Let Ω be a domain in the complex plane $\mathbb{C}$ defined by

$$ \Omega= \{z=x+iy: 0< x< a, 0< y< b \}, $$

(1)

where 0, a, $\mu=a+ib$, $\nu=ib$ are four corner points of the domain Ω. The boundary $\partial\Omega=[0,a]\cup[a,\mu]\cup[\mu,\nu]\cup[\nu,0]$ is oriented counter-clockwise. That is, the oriented line $[0,a]$ is parameterized by $t\mapsto t$, $t\in[0,a]$, the segment $[a,\mu]$ is parameterized by $t\mapsto a+it$, $t\in[0,b]$, the oriented segment $[\mu,\nu]$ is parameterized by $t\mapsto t+ib$, $t\in[a,0]$, and the oriented segment $[\nu,0]$ is parameterized by $t\mapsto it$, $t\in[b,0]$.

Lemma 1.1

([14–16])

If $w\in C^{1}(\Omega;\mathbb{C} )\cap C(\overline{\Omega};\mathbb{C})$, then

$$\frac{1}{2\pi i} \int_{\partial \Omega}w(\zeta)\frac{\mathrm{d}\zeta}{\zeta-z}- \frac{1}{\pi} \int_{ \Omega}w_{\overline{\zeta}}(\zeta)\frac{\mathrm{d}\xi\, \mathrm{d}\eta}{\zeta-z}=\left \{ \textstyle\begin{array}{l@{\quad}l} w(z),&z\in\Omega, \\ 0,&z\notin\overline{\Omega} \end{array}\displaystyle \right . $$

and

$$- \frac{1}{2\pi i} \int_{\partial \Omega}w(\zeta)\frac{\mathrm{d}\overline{\zeta}}{\overline{\zeta-z}}- \frac{1}{\pi} \int_{ \Omega}w_{\zeta}(\zeta)\frac{\mathrm{d}\xi\, \mathrm{d}\eta}{\overline{\zeta-z}}=\left \{ \textstyle\begin{array}{l@{\quad}l} w(z),&z\in\Omega, \\ 0,&z\notin\overline{\Omega}, \end{array}\displaystyle \right . $$

where Ω is the rectangle defined by (1) and $\zeta=\xi +i\eta$, $\xi,\eta\in\mathbb{R}$.

Reflecting the point $z\in\Omega$ at $[a,\mu]$, the symmetric point is $z_{1}=2a-\overline{z}$ and the domain Ω is bijectively mapped onto a rectangle $\Omega_{1}=\{z=x+iy: a\leq x\leq2a, 0\leq y\leq b\}$. Furthermore, the symmetric point of $z_{1}$ at $[\mu,\nu]$ is $z_{2}=-z+2a+2bi$ and the domain $\Omega_{1}$ is bijectively mapped onto a rectangle $\Omega_{2}=\{z=x+iy: a\leq x\leq2a, b\leq y\leq2b\}$. Continuing the reflection at $[a,\mu]$, the symmetric point of $z_{2}$ is $z_{3}=\overline {z}+2bi$ and the domain $\Omega_{2}$ is bijectively mapped onto a rectangle $\Omega_{3}=\{z=x+iy: 0\leq x\leq a, b\leq y\leq2b\}$. Finally, reflecting $z_{3}$ at $[\mu,\nu]$, the symmetric point of $z_{3}$ is just point z. Therefore, let $\Omega_{0,0}=\Omega\cup\Omega_{1}\cup\Omega_{2}\cup\Omega _{3}$, we know that $\Omega_{0,0}$ can be a basic rectangle and the reflection along the horizontal and vertical direction is equivalent to extending the basic rectangle $\Omega_{0,0}$ by double periods $2bi$, 2a, respectively (see Figure 1).

---

Reproduce word for word the stretch of the rectangle passage from "Let Ω be a domain" through "by $t\mapsto it$, $t\in[b,0]$.".

Data records:
---

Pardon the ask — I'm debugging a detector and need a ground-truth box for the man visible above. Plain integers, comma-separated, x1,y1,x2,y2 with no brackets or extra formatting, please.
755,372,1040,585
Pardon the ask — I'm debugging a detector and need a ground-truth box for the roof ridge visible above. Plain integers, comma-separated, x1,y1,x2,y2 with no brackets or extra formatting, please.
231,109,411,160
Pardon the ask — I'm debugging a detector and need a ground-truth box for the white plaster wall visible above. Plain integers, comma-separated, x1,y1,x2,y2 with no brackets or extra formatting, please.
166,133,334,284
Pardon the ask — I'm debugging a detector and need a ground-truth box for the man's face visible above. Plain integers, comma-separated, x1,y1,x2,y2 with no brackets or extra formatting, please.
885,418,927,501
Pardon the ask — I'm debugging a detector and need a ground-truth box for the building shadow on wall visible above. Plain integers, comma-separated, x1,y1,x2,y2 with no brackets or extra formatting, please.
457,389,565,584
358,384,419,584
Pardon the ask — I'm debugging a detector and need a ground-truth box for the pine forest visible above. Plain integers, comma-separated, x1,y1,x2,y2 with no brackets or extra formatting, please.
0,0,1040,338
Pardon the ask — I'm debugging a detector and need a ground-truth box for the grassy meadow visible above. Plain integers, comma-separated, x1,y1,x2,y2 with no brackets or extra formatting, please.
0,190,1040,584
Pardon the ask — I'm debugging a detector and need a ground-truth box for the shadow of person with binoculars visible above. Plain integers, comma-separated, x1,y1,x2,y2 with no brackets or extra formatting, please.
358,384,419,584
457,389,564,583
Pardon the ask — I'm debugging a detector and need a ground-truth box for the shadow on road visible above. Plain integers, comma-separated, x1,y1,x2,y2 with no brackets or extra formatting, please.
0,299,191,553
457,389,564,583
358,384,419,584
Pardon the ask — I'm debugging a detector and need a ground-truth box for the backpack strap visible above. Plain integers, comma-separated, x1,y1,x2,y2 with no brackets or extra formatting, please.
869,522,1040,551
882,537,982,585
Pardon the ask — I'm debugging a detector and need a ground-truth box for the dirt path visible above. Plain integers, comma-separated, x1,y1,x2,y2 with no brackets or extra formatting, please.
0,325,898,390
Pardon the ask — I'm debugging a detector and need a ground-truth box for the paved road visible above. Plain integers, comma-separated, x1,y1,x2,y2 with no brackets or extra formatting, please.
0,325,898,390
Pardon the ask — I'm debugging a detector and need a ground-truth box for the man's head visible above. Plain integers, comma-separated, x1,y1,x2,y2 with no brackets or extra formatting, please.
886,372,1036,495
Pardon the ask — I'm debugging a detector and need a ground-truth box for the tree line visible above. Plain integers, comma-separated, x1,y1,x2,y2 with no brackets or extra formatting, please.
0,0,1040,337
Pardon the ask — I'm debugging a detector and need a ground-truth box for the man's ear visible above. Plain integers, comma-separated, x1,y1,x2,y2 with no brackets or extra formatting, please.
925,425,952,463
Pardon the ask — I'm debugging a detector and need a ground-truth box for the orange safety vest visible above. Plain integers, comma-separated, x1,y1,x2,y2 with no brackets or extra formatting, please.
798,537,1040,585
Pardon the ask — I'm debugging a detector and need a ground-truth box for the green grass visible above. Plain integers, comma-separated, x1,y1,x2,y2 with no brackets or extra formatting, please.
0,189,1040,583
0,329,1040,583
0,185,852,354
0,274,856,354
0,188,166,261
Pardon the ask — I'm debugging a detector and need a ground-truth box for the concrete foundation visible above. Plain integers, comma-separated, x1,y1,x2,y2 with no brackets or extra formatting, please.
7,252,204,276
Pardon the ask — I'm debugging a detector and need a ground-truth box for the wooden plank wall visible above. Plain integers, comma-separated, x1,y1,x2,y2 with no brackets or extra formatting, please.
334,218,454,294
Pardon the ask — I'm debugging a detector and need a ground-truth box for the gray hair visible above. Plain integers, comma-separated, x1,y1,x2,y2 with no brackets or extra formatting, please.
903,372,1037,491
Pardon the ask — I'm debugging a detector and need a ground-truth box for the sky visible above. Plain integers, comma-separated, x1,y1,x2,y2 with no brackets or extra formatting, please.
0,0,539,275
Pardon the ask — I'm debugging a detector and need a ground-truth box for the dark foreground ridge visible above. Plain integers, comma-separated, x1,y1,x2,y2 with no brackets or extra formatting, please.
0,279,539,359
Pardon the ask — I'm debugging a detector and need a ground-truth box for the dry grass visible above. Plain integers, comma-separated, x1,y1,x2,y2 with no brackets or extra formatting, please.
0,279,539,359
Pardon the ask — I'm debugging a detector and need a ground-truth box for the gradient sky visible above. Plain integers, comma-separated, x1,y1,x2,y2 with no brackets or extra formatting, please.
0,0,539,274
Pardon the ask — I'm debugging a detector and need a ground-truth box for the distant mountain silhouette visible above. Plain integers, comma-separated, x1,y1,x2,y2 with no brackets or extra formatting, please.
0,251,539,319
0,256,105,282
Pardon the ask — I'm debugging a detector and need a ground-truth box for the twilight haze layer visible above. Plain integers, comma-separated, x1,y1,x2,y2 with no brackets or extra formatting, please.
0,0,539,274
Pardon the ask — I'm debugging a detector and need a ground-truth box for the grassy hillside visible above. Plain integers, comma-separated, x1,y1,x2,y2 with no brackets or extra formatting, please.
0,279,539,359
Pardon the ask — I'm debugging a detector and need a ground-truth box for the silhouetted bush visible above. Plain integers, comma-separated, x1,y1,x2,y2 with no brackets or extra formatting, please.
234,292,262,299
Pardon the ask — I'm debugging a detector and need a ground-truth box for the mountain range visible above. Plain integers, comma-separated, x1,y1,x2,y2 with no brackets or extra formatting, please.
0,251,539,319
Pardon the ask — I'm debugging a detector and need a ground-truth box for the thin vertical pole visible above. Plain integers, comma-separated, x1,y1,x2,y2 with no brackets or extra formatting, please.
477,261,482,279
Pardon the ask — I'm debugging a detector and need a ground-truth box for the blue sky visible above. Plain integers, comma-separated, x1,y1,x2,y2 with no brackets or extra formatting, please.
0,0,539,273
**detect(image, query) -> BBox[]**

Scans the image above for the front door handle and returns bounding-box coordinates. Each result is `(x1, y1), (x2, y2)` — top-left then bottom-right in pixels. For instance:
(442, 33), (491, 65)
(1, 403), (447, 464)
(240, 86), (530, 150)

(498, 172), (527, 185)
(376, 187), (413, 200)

---

| Worked answer |
Let Ω be a domain in the complex plane $\mathbb{C}$ defined by

$$ \Omega= \{z=x+iy: 0< x< a, 0< y< b \}, $$

(1)

where 0, a, $\mu=a+ib$, $\nu=ib$ are four corner points of the domain Ω. The boundary $\partial\Omega=[0,a]\cup[a,\mu]\cup[\mu,\nu]\cup[\nu,0]$ is oriented counter-clockwise. That is, the oriented line $[0,a]$ is parameterized by $t\mapsto t$, $t\in[0,a]$, the segment $[a,\mu]$ is parameterized by $t\mapsto a+it$, $t\in[0,b]$, the oriented segment $[\mu,\nu]$ is parameterized by $t\mapsto t+ib$, $t\in[a,0]$, and the oriented segment $[\nu,0]$ is parameterized by $t\mapsto it$, $t\in[b,0]$.